Update the entries from the line containing "task: trace the outline of the green leaf" through the line containing "[[[951,23],[0,22],[10,1264],[948,1264]]]" by changing "separate" to "distinct" and leaving everything else as it is. Give back only those lines.

- Dataset records
•••••

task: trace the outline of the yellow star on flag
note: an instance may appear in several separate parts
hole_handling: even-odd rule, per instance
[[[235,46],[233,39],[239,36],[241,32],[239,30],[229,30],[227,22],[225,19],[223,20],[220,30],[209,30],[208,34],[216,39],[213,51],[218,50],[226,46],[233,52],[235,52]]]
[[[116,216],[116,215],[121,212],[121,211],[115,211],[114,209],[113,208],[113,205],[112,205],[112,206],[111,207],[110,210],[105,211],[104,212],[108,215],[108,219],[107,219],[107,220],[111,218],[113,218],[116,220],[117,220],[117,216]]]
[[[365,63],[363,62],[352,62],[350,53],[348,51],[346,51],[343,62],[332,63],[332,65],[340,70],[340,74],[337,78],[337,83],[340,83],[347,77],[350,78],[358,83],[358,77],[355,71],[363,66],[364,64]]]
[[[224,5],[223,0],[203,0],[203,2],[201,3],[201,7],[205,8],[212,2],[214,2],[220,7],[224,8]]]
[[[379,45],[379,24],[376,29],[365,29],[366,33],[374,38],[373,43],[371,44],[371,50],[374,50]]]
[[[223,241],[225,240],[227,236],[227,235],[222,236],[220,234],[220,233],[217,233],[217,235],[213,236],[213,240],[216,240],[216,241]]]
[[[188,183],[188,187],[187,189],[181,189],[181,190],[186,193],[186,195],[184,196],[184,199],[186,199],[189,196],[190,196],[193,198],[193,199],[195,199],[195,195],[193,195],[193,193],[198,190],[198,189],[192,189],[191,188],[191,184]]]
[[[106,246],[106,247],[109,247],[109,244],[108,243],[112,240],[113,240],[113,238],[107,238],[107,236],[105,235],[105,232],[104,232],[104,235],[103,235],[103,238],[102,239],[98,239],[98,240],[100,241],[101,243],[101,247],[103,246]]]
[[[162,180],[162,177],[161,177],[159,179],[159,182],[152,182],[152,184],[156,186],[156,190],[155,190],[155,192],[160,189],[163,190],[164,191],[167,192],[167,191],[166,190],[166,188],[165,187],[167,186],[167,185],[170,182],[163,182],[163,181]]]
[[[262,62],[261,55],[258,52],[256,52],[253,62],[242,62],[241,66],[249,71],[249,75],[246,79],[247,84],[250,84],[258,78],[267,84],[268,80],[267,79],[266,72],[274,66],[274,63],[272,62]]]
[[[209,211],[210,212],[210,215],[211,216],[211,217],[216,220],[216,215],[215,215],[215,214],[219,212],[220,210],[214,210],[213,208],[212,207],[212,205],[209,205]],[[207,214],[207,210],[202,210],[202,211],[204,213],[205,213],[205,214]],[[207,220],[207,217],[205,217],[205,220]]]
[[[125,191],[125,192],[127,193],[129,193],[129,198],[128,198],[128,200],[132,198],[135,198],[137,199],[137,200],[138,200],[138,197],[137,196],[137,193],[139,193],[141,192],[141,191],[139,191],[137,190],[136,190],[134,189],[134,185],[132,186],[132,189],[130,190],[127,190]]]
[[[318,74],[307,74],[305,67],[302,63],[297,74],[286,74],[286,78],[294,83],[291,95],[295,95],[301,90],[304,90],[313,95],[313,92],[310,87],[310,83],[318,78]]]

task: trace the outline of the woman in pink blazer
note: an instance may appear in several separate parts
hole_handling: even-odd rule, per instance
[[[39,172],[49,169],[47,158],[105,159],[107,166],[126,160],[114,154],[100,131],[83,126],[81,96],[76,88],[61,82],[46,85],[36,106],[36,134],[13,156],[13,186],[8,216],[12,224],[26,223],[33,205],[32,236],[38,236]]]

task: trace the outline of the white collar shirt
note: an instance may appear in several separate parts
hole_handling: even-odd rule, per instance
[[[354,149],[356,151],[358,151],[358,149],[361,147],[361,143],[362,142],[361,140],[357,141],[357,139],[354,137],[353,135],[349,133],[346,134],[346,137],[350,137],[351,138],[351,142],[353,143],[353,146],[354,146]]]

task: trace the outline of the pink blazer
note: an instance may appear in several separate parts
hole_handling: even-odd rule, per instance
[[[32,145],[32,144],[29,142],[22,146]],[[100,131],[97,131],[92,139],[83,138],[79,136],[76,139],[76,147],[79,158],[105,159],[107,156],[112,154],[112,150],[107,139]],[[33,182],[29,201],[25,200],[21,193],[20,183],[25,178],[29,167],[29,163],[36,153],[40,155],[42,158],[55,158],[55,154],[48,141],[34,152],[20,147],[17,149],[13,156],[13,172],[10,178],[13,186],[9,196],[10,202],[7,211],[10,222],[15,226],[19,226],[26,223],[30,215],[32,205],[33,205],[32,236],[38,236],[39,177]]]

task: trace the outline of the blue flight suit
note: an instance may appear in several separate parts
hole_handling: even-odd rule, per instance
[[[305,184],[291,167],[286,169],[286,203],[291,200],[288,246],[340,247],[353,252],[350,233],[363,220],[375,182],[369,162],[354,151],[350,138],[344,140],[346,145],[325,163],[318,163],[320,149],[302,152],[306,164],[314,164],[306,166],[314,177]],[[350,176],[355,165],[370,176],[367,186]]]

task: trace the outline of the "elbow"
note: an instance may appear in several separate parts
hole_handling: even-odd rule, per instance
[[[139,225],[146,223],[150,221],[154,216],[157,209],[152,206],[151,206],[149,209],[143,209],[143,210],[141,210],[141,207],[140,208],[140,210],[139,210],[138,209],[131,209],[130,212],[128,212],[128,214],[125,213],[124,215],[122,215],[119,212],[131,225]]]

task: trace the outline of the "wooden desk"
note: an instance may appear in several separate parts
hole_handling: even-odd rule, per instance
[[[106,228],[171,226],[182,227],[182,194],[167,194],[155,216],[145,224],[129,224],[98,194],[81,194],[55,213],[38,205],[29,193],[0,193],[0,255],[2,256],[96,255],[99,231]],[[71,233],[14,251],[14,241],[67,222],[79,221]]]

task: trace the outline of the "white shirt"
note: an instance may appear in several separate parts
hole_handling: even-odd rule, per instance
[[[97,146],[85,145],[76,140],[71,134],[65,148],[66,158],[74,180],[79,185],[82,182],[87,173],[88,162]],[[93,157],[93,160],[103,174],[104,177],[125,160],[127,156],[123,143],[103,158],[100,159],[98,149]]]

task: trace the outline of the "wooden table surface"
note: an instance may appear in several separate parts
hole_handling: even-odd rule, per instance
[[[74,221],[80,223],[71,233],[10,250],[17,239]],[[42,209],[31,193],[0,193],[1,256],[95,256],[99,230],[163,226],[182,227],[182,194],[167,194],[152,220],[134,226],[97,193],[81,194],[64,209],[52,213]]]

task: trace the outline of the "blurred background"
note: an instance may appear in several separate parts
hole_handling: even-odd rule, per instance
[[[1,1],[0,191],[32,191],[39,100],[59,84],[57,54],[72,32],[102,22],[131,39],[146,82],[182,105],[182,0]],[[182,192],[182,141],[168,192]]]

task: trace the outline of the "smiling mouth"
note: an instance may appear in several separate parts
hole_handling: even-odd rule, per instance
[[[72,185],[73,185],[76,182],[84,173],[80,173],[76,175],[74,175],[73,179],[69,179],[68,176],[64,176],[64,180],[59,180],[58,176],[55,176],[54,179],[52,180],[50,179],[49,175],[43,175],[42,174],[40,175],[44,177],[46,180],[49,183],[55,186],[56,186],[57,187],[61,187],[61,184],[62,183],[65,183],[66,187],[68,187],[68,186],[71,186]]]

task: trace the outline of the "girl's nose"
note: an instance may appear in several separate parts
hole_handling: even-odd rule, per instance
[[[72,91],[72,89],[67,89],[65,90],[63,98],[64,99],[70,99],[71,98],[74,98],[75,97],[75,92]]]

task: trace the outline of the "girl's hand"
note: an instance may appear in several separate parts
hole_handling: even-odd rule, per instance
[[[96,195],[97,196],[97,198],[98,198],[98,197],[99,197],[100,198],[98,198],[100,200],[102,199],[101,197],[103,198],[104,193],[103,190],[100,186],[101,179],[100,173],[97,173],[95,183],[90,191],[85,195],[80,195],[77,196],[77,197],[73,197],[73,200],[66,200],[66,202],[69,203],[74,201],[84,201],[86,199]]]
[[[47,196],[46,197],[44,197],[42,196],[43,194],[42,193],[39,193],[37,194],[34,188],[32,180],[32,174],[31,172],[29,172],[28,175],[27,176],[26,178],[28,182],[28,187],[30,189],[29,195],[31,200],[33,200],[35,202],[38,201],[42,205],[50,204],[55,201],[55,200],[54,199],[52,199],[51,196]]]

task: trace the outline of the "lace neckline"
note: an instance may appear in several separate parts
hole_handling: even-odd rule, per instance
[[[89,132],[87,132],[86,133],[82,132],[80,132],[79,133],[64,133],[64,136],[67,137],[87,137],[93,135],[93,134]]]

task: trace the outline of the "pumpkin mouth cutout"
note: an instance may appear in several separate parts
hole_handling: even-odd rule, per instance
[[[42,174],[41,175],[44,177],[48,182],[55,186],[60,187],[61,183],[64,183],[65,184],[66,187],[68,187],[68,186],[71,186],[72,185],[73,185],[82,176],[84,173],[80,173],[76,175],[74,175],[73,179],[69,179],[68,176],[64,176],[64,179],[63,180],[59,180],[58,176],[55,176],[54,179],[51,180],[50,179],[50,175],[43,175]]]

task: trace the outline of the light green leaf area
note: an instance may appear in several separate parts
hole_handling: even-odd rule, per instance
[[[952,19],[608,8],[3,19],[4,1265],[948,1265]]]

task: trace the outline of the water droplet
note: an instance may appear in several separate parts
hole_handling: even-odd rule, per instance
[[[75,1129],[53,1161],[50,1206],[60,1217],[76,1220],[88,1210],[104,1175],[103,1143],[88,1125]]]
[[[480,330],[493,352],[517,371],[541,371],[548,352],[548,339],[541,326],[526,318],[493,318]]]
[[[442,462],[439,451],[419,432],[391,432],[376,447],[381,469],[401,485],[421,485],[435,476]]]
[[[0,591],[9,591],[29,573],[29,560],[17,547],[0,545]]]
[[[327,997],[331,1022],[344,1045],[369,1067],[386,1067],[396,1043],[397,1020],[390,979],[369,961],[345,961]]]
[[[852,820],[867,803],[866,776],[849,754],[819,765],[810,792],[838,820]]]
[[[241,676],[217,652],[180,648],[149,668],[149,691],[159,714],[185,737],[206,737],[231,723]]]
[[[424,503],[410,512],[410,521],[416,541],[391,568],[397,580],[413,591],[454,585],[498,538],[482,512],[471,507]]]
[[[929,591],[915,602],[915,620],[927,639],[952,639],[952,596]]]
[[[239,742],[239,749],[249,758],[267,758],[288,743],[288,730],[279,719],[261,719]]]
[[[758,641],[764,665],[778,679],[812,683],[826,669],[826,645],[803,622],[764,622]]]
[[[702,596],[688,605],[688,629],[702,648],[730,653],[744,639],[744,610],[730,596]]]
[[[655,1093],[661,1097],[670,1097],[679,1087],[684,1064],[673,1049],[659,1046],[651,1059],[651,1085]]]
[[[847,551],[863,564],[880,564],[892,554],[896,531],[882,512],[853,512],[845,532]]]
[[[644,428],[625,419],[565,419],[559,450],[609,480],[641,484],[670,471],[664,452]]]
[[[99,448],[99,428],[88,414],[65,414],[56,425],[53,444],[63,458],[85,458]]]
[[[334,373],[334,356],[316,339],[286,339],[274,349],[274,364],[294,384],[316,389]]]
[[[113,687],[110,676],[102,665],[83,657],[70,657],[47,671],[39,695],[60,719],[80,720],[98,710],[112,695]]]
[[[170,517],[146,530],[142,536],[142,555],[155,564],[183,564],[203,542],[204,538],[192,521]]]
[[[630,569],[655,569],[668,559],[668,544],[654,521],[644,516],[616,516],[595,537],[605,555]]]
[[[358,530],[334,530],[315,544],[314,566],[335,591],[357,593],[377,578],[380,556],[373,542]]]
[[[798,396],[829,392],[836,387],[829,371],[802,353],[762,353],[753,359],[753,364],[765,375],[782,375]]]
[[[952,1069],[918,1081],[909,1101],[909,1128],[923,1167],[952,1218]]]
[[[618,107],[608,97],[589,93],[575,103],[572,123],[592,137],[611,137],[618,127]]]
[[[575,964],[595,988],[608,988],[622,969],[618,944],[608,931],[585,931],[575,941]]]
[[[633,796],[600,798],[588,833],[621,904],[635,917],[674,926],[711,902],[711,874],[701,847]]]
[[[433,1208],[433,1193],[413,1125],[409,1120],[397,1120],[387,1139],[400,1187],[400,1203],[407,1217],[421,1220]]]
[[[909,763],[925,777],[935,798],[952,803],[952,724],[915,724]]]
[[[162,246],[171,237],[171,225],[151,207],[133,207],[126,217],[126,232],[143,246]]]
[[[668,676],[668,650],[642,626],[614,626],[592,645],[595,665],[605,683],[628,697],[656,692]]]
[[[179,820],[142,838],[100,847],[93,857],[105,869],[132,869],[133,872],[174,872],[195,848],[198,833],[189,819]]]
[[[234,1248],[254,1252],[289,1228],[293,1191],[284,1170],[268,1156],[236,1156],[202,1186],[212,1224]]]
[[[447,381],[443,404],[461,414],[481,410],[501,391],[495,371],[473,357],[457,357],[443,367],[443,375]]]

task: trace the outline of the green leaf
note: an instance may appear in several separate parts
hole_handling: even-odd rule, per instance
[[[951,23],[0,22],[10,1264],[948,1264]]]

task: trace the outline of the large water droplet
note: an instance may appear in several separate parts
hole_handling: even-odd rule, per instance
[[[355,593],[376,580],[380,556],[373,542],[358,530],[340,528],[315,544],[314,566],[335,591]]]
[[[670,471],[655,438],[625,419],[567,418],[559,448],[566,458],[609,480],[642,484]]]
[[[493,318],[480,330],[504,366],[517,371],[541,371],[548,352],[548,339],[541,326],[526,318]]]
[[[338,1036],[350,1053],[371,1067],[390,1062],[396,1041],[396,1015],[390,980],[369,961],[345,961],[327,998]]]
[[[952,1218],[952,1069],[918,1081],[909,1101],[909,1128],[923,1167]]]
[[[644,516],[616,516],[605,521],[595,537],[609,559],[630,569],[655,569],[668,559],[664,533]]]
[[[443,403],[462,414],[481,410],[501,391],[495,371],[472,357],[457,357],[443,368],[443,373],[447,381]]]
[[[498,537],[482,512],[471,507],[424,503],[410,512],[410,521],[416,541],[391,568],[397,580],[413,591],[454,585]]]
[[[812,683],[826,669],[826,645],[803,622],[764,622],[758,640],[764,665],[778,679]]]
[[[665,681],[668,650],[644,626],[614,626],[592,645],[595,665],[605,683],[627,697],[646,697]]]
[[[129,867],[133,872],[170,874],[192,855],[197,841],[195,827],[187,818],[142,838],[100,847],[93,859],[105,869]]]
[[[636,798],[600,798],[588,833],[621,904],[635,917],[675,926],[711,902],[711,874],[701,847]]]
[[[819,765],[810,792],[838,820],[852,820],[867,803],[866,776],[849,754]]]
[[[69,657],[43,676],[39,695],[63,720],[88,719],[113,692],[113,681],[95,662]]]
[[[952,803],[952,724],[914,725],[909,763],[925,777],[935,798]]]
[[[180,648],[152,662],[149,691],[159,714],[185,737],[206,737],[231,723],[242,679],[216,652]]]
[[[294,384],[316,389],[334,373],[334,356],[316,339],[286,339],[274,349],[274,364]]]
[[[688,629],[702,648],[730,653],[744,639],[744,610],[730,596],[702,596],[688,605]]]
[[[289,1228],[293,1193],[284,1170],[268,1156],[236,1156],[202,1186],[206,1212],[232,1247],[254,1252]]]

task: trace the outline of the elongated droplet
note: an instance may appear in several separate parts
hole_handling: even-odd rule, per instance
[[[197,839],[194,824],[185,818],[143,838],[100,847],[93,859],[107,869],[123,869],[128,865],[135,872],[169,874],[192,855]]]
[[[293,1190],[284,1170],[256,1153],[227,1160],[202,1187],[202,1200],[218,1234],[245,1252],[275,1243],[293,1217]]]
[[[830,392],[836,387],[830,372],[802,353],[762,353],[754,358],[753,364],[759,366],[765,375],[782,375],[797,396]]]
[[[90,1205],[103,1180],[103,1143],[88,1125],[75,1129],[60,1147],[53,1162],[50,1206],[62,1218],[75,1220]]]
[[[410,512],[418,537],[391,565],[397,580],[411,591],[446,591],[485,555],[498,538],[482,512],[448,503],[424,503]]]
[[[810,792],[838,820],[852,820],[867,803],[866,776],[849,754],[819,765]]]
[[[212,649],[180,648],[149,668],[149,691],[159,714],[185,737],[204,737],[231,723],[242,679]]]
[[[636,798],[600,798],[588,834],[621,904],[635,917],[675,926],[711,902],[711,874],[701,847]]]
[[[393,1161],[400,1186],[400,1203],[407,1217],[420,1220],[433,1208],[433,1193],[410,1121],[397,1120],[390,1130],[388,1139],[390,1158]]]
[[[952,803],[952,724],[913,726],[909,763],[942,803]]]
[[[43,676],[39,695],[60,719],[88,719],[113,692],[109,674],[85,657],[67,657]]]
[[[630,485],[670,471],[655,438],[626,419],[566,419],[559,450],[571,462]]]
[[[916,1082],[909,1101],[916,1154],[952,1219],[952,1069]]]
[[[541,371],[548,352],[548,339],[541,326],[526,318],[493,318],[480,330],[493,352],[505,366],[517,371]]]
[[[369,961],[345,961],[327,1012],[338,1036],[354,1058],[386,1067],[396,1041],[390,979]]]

•••••

- In response
task: trace the outline of the green leaf
note: an instance may appear in several distinct parts
hole_handling: even-odd rule, per instance
[[[951,23],[0,22],[10,1264],[948,1264]]]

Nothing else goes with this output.